§ EXERCISE DESCRIPTION
Which of the lines in the data below contain the string "table"? Copy each of them.

§ ENTRIES SUPPLIED
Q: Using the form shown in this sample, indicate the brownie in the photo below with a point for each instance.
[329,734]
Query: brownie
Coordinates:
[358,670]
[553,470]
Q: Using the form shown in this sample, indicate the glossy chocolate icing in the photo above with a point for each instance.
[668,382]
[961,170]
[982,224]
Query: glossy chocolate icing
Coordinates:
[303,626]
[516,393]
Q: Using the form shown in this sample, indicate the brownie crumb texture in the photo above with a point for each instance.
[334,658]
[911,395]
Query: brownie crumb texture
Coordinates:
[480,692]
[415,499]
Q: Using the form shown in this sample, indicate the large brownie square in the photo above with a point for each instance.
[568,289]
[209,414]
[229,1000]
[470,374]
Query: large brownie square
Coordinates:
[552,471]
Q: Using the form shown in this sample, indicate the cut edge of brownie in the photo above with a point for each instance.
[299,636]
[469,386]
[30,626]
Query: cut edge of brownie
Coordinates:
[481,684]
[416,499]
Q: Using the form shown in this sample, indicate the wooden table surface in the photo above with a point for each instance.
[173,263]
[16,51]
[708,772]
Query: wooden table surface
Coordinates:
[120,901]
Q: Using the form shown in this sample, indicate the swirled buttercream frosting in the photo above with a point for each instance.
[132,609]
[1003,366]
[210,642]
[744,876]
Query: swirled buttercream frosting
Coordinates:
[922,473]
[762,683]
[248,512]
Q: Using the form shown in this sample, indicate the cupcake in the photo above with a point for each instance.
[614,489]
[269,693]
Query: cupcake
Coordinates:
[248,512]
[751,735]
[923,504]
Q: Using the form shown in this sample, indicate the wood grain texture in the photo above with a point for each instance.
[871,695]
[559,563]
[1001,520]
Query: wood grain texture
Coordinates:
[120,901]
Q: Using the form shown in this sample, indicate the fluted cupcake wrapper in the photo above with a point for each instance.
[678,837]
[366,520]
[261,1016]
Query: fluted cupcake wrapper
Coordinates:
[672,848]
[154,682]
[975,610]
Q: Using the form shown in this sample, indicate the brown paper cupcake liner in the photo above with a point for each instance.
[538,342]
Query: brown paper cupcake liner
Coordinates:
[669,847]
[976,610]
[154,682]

§ RESULT OF THE EXERCISE
Q: Using the form shown in this sample, indicate the wooden table surface in the photo above with a point for each instance.
Query: wooden table surface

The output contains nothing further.